EXERCISE INSTRUCTIONS:
Reproduce every line of the listing below word for word, without any changes.

SOURCE RECORDS:
────

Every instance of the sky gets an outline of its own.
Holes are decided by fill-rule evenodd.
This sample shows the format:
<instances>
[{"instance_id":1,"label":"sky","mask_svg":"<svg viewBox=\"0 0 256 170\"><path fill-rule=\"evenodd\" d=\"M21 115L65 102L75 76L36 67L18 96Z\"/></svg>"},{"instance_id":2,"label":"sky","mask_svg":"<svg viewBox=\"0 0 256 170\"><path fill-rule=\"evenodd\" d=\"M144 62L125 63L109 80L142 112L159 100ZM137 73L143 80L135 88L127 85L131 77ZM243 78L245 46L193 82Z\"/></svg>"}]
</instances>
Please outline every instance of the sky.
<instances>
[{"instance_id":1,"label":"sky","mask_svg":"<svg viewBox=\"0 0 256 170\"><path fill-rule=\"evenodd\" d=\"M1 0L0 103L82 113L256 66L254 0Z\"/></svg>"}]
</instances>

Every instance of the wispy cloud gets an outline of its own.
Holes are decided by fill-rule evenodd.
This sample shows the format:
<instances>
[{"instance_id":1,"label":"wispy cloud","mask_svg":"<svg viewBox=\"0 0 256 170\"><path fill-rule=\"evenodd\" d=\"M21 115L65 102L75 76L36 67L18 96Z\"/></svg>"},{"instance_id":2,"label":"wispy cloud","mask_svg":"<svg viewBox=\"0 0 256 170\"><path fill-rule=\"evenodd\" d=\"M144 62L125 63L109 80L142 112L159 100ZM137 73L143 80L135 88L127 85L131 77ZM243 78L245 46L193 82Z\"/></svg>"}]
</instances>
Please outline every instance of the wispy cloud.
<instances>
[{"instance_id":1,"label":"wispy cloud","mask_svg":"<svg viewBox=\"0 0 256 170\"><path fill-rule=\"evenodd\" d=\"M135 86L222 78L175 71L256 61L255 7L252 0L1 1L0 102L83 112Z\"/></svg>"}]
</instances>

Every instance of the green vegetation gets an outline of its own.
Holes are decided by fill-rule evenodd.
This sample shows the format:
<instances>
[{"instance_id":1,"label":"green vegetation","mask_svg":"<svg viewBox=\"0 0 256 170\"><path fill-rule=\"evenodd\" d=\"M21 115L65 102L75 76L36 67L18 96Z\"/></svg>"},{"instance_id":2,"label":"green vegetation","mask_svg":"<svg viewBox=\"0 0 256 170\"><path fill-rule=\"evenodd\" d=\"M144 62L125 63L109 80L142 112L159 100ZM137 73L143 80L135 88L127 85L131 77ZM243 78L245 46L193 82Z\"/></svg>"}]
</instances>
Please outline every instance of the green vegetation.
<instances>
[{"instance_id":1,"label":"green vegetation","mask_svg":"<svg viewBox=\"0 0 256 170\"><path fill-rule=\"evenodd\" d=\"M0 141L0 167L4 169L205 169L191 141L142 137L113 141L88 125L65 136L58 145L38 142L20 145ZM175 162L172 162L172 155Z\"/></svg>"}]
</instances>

────

SOLUTION TO THE PROBLEM:
Every instance of the sky gets an outline of its own.
Holes are decided by fill-rule evenodd.
This sample shows the format:
<instances>
[{"instance_id":1,"label":"sky","mask_svg":"<svg viewBox=\"0 0 256 170\"><path fill-rule=\"evenodd\" d=\"M21 115L65 102L75 76L36 67L18 96Z\"/></svg>"},{"instance_id":2,"label":"sky","mask_svg":"<svg viewBox=\"0 0 256 170\"><path fill-rule=\"evenodd\" d=\"M144 62L125 63L109 80L142 112L159 100ZM137 73L143 80L135 88L127 85L131 77ZM243 78L245 46L193 82Z\"/></svg>"}]
</instances>
Please outline every instance of the sky.
<instances>
[{"instance_id":1,"label":"sky","mask_svg":"<svg viewBox=\"0 0 256 170\"><path fill-rule=\"evenodd\" d=\"M1 0L0 103L82 113L256 66L254 0Z\"/></svg>"}]
</instances>

Every instance of the wispy cloud gets an outline of its own.
Holes are decided by fill-rule evenodd.
This sample shows the format:
<instances>
[{"instance_id":1,"label":"wispy cloud","mask_svg":"<svg viewBox=\"0 0 256 170\"><path fill-rule=\"evenodd\" d=\"M21 115L65 102L75 76L36 67L18 96Z\"/></svg>"},{"instance_id":2,"label":"wispy cloud","mask_svg":"<svg viewBox=\"0 0 256 170\"><path fill-rule=\"evenodd\" d=\"M144 62L125 63L109 80L142 112L159 100ZM137 73L143 80L135 88L127 85L131 77ZM243 78L245 46L193 82Z\"/></svg>"}]
</instances>
Please outline every instance of the wispy cloud.
<instances>
[{"instance_id":1,"label":"wispy cloud","mask_svg":"<svg viewBox=\"0 0 256 170\"><path fill-rule=\"evenodd\" d=\"M135 86L222 78L175 71L256 61L255 7L252 0L1 1L0 102L83 112Z\"/></svg>"}]
</instances>

Every instance of the green vegetation gets an outline of its own.
Holes are decided by fill-rule evenodd.
This sample shows the format:
<instances>
[{"instance_id":1,"label":"green vegetation","mask_svg":"<svg viewBox=\"0 0 256 170\"><path fill-rule=\"evenodd\" d=\"M21 115L65 102L75 76L36 67L18 96Z\"/></svg>"},{"instance_id":2,"label":"green vegetation","mask_svg":"<svg viewBox=\"0 0 256 170\"><path fill-rule=\"evenodd\" d=\"M144 62L125 63L109 80L142 112L159 100ZM137 73L143 80L135 88L127 85L131 77ZM243 78L245 46L193 82Z\"/></svg>"}]
</instances>
Please outline every instance of the green vegetation.
<instances>
[{"instance_id":1,"label":"green vegetation","mask_svg":"<svg viewBox=\"0 0 256 170\"><path fill-rule=\"evenodd\" d=\"M0 141L0 167L4 169L205 169L191 141L142 137L113 141L88 125L65 136L58 145L38 142L20 145ZM175 162L172 162L172 155Z\"/></svg>"}]
</instances>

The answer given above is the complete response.